### Text block ###

Broader lessons from 1718771

Watson Ladd

unread,

Jul 16, 2021, 12:21:49 AM7/16/21

to dev-secur...@mozilla.org

Dear all,

I'm writing because of
https://bugzilla.mozilla.org/show_bug.cgi?id=1718771. This bug is
interesting for the astonishing number of certificates revoked, the
difficulty in identifying them, the initially much larger impact,
later revised downward through more precise identification, and raises
the question of other CAs that may have similarly relied on cached DCV
information improperly.

It seems that Sectigo had a hard time answering the question "what
were all the certificates that had DCV done by this method more than X
days before issuance"? This seems like an issue with the degree of
required recordkeeping in the BRs: I would like to think that for
every issuance, there would be a perpetual record of the validation
method employed and when the validation was carried out, and that this
would be accurate enough to always determine the circumstances of
issuance.

Looking at the BRs it seems that the closest requirements are in
3.2.2.4, stating that "CAs SHALL maintain a record of which domain
validation method, including relevant BR version number, they used to
validate every domain." This seems like it should have made the task
of finding the certs easy, yet when the eventuality had to be dealt
with it seems to have required examining an operation database quite
closely to figure out what happened because the maintained records
weren't detailed enough.

More broadly I'd like to see CAs think about response to mississuance:
can you determine what was requested, what happened to it, and why it
was allowed through for any certificate, and if any problems were
identified all of the ones with the same problem, in minutes not days?
Perhaps more needs to be done to ensure this level of playback is
possible easily.

I'd like to thank Sectigo for a very thorough writeup of what happened
and why, and hope that it can make future issues easier to solve for
everyone.

Sincerely,
Watson Ladd

Matthias van de Meent

unread,

Jul 19, 2021, 9:28:08 AM7/19/21

to Watson Ladd, dev-secur...@mozilla.org

On Fri, 16 Jul 2021 at 06:21, Watson Ladd <watso...@gmail.com> wrote:
> It seems that Sectigo had a hard time answering the question "what
> were all the certificates that had DCV done by this method more than X
> days before issuance"? This seems like an issue with the degree of
> required recordkeeping in the BRs: I would like to think that for
> every issuance, there would be a perpetual record of the validation
> method employed and when the validation was carried out, and that this
> would be accurate enough to always determine the circumstances of
> issuance.
>
> Looking at the BRs it seems that the closest requirements are in
> 3.2.2.4, stating that "CAs SHALL maintain a record of which domain
> validation method, including relevant BR version number, they used to
> validate every domain." This seems like it should have made the task
> of finding the certs easy, yet when the eventuality had to be dealt
> with it seems to have required examining an operation database quite
> closely to figure out what happened because the maintained records
> weren't detailed enough.

You probably overlooked the BR section that covers audit logs and the
requirements for specific actions to be logged. The audit logged
actions for subscriber certificates include "All verification
activities stipulated in these Requirements and the CA’s Certification
Practice Statement;" (BR s5.4.1 (2)(2)), which should cover the re-use
of validation information (if any) for that subscriber certificate.
These logs should then be retained for at least 2 years after either
the revocation or expiration of the subscriber certificate (BR s5.4.3
(2)).

###

→ Task instructions
(a) According to the thread on bug 1718771, how long must the audit logs be retained?
(b) Please carry on the thread on bug 1718771 from its last sentence.

### Data excerpt ###

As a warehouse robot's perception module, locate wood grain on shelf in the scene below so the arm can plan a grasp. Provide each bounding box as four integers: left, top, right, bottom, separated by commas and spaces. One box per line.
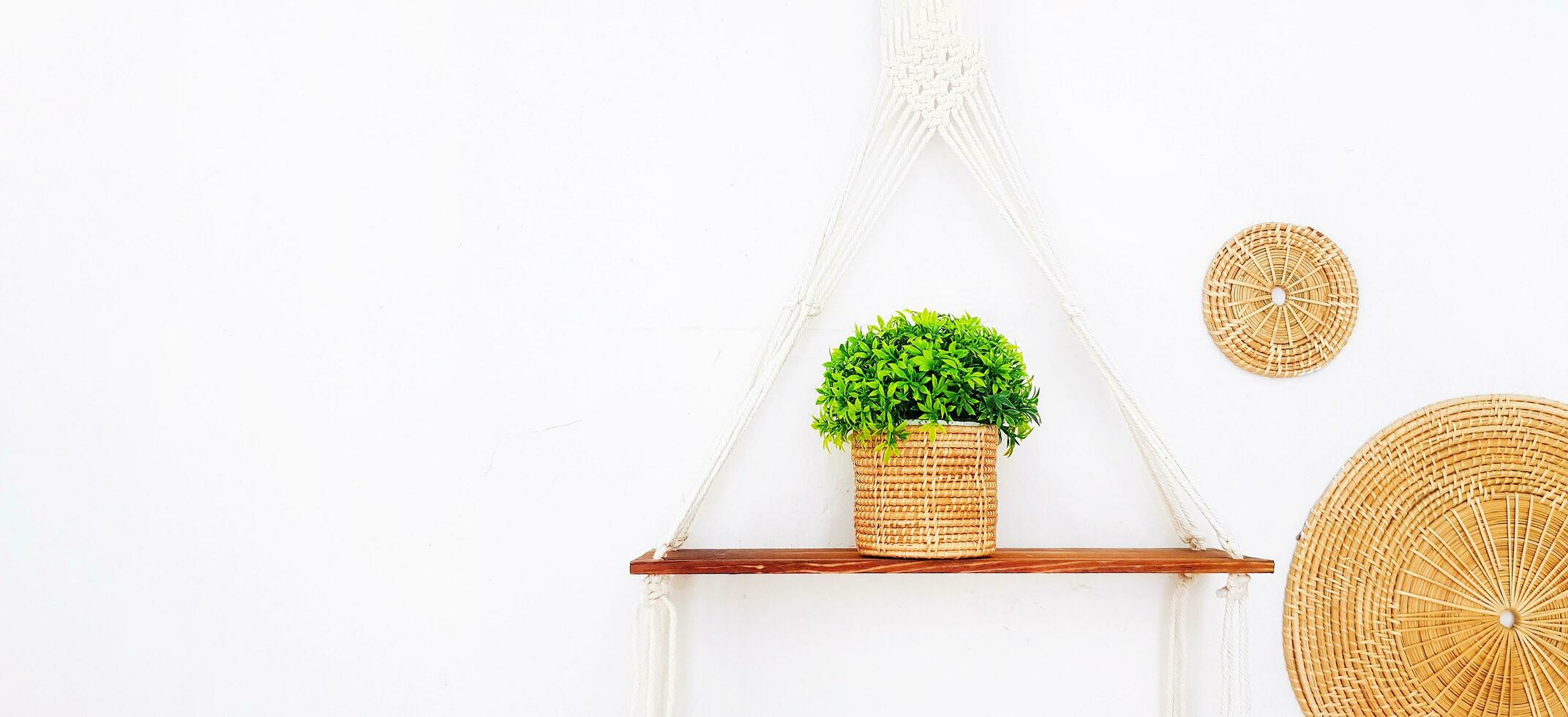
632, 547, 1273, 574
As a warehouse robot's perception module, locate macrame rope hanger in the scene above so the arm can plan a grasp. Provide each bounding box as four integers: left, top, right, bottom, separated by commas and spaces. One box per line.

###

→ Answers for the exercise
(a) At least 2 years after either the revocation or expiration of the subscriber certificate.

(b)
If a CA can't find its re-use of validation information in their audit
logs (as described in BR s5.4), then I believe that BR s5.4 was not
correctly implemented by that CA.

Kind regards,

Matthias van de Meent.

Ryan Sleevi

unread,

Jul 19, 2021, 10:33:58 AM7/19/21

to Matthias van de Meent, Watson Ladd, dev-secur...@mozilla.org

On Mon, Jul 19, 2021 at 9:28 AM 'Matthias van de Meent' via dev-secur...@mozilla.org <dev-secur...@mozilla.org> wrote:

If a CA can't find its re-use of validation information in their audit
logs (as described in BR s5.4), then I believe that BR s5.4 was not
correctly implemented by that CA.

I wish it were that simple.

At least one major CA (representing a non-trivial amount of issuance) has stated that they maintain their audit logs as paper records. This is also why changes to validation methods/reuse have, in the past, faced stiff opposition - because some CAs are concerned with the cost and time simply to determine who would be affected.

This is, sadly, the distinction between "logged" and "searchable".

We've equally seen a number of CA incidents where CAs maintain the data in databases or so-called "data lakes", but then find it difficult to search. Sectigo's bug is an example of the complexity of searching across disparate datasets.

At present, we largely rely on CAs to "Do the Right Thing" and prepare for the worst case, and design their systems in a way that can support investigations robustly and rapidly. In practice, however, we know that's often far from the case. The Detailed Control Reports specifically aim to provide greater insight into the system design and how it's measured, to allow the development and harmonization of good practice, but a number of CAs oppose that for cost. Worse, however, is that certain large audit firms are concerned that having such detailed reports would jeopardize their audit business, because of the reputational risk from revealing how their audits are worse quality compared to both their competitors and the overarching goal.

Tim Callan

unread,

Aug 5, 2021, 7:06:58 PM8/5/21

to dev-secur...@mozilla.org, Ryan Sleevi, watso...@gmail.com, dev-secur...@mozilla.org, Matthias van de Meent

We’d like to offer our own perspective on this issue, having lived it firsthand, in case this perspective is valuable to the community.

It’s important to understand that while the total number of affected certificates was on the order of 100,000, the actual number of affected domains was about 1% of that. It just happened that there were a large number of certificates using a few of these domain names. That’s important because the exercise was to detect what ultimately turned out to be about 1000 domains with a DCV problem from the vast number of domains for which we perform DCV every year – and that the exercise was to isolate and eliminate the certificates with one or more incorrectly validated domains, not to make a sweeping revocation that would have gotten all the affected domains and a large number of unaffected certificates as well.

This last point is important. It would have been fast and easy to create a query that would have caught 100% of this misissuance and that also would have revoked an order of magnitude more of other certificates as well, despite the fact that they were perfectly fine. What slowed down the investigation was examining all domains in our corpus of active certificates for the many possible ways that DCV could have occurred. The tangled skein we had to investigate included these factors:

The numbers of domains and certificates in question were both very large.
The same domain name could have undergone DCV multiple times in multiple ways for multiple different certificates.
Many certificates contain multiple (and in some cases hundreds of) SANs.
Isolating certificates for revocation had to occur on a certificate-by-certificate basis, not a domain-by-domain basis.
Frequent reissuance among hosting partners means the total number of certificates to be tracked and DCV events to be traced is that much higher and more complex.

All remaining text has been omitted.